- EXERCISE BRIEF
Starting at the line that holds "Each instance of the gold", copy every line exactly through the end of the data, and no others.

---------------

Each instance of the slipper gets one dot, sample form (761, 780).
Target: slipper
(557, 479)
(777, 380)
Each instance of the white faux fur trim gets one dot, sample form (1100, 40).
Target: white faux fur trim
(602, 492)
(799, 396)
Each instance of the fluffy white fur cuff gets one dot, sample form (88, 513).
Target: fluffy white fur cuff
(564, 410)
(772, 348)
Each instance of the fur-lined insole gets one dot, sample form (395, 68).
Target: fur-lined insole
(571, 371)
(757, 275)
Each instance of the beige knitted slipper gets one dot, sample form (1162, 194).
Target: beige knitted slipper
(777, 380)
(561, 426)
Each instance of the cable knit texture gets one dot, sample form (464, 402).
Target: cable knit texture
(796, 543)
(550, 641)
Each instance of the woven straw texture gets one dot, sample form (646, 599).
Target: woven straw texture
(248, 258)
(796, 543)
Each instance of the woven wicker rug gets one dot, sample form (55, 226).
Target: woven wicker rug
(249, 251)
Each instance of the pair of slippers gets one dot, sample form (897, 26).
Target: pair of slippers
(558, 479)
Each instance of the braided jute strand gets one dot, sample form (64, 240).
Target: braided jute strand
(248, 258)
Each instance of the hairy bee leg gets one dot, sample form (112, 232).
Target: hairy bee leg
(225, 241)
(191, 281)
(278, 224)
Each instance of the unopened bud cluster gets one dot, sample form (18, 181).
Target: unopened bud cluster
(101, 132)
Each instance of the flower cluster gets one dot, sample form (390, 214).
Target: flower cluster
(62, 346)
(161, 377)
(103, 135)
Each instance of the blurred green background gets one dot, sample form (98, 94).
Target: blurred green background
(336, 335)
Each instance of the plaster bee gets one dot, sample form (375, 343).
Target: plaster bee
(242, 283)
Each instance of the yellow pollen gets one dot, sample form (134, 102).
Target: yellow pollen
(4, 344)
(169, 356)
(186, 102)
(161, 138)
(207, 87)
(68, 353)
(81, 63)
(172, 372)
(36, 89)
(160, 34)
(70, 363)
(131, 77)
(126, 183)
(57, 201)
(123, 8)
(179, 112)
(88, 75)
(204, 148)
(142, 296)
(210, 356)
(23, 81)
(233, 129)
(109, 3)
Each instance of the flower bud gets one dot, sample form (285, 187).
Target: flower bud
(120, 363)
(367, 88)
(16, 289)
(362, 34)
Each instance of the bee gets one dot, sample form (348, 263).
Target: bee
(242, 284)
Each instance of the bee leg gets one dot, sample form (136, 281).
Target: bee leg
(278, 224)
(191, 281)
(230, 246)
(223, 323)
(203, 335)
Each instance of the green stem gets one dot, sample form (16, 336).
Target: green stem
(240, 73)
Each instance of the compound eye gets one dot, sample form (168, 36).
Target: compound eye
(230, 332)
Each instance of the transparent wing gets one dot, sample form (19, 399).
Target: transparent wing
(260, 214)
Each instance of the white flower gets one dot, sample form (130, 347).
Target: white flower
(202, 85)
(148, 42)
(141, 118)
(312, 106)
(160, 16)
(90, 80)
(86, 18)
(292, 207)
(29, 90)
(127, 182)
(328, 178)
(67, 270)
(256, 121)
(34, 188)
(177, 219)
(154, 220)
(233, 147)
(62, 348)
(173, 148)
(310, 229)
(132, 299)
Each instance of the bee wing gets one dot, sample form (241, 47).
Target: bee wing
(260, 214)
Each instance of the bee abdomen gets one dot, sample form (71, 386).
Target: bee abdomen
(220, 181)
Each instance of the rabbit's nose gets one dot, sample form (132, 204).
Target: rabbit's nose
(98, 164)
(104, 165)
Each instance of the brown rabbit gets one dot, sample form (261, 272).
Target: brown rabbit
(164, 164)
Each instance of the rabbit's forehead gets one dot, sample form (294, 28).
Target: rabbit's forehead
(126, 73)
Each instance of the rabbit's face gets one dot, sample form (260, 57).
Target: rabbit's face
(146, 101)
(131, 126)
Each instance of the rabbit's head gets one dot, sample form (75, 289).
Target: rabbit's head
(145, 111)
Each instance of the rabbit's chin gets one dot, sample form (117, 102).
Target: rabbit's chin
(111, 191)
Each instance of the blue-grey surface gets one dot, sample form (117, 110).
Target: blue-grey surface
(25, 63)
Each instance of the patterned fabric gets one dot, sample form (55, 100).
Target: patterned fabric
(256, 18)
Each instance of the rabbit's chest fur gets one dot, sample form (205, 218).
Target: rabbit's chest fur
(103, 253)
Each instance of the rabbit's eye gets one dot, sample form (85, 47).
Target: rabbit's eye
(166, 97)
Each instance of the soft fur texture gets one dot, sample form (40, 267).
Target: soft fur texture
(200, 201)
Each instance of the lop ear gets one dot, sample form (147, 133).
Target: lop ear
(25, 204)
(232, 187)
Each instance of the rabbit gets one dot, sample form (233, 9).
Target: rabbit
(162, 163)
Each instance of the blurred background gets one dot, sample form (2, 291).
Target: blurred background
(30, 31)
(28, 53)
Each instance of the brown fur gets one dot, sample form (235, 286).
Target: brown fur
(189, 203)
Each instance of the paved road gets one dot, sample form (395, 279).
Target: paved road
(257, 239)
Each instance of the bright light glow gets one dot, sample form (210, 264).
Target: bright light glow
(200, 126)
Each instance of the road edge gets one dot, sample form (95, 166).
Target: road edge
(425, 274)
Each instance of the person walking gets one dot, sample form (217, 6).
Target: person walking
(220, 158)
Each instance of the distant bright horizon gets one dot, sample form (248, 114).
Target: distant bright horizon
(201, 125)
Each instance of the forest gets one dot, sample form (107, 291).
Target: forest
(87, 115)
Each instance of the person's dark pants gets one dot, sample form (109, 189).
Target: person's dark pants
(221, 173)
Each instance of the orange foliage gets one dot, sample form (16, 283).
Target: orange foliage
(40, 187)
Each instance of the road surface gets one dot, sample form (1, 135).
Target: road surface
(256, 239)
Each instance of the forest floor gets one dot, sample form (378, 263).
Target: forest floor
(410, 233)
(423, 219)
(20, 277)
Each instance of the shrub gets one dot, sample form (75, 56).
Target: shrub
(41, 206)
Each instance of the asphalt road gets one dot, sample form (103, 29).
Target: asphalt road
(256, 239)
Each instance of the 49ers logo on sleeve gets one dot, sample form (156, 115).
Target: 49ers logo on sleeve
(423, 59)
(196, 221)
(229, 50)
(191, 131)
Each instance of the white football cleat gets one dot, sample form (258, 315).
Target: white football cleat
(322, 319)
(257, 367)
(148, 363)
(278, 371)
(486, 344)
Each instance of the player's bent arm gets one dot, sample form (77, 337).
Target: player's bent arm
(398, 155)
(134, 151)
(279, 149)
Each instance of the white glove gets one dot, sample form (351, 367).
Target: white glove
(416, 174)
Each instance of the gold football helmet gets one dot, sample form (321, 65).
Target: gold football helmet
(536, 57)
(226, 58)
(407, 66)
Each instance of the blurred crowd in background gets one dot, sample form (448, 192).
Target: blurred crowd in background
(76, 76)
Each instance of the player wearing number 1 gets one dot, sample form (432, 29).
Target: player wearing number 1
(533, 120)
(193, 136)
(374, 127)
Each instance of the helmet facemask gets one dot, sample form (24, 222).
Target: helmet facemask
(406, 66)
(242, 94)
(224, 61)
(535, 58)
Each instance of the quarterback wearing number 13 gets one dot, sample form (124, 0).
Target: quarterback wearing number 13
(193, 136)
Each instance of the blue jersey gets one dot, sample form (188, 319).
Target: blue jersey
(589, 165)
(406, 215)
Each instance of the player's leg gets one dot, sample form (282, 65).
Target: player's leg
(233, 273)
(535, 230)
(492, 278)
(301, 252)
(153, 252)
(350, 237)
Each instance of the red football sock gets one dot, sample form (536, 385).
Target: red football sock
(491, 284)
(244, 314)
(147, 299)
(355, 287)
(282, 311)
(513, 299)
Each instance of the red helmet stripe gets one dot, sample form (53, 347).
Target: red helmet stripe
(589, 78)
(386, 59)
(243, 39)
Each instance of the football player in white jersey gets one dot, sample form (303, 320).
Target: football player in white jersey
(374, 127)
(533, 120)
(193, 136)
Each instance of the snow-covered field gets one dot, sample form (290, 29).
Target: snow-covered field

---------------

- COMPLETED EXERCISE
Each instance of the gold football helmet gets one dot, sample form (321, 65).
Target: gold football helmet
(536, 57)
(226, 58)
(407, 66)
Each instance of the blurred crowd in background gets one dot, sample form (448, 192).
Target: blurred crowd in background
(76, 76)
Each instance of the player wearing number 1 gets one dot, sample form (432, 29).
Target: player wearing number 1
(533, 120)
(193, 136)
(374, 127)
Each instance of the helmet facemask gets one dot, sample form (24, 222).
Target: helmet facemask
(406, 66)
(242, 94)
(224, 61)
(535, 58)
Each instance of the quarterback wearing number 13 gets one dot, sample form (124, 0).
Target: quarterback wearing number 13
(193, 136)
Each instance of the blue jersey gets one dot, sample form (188, 319).
Target: blue jersey
(589, 165)
(406, 215)
Each instance of the player's leg gets one dot, sample form (282, 65).
Target: player's leg
(233, 273)
(535, 230)
(492, 278)
(301, 252)
(153, 252)
(350, 237)
Each instance of the red football sock gets one dot, sample form (536, 385).
Target: red football sock
(491, 284)
(244, 314)
(147, 299)
(355, 287)
(282, 311)
(513, 299)
Each instance of the red helmet stripe gets one dot, sample form (53, 347).
Target: red helmet stripe
(589, 78)
(386, 59)
(243, 39)
Each instance of the football player in white jersey gets one dot, sample form (303, 320).
Target: football player in white jersey
(374, 127)
(533, 120)
(193, 136)
Each instance of the snow-covered field gets one dot, sample form (290, 29).
Target: snow-covered field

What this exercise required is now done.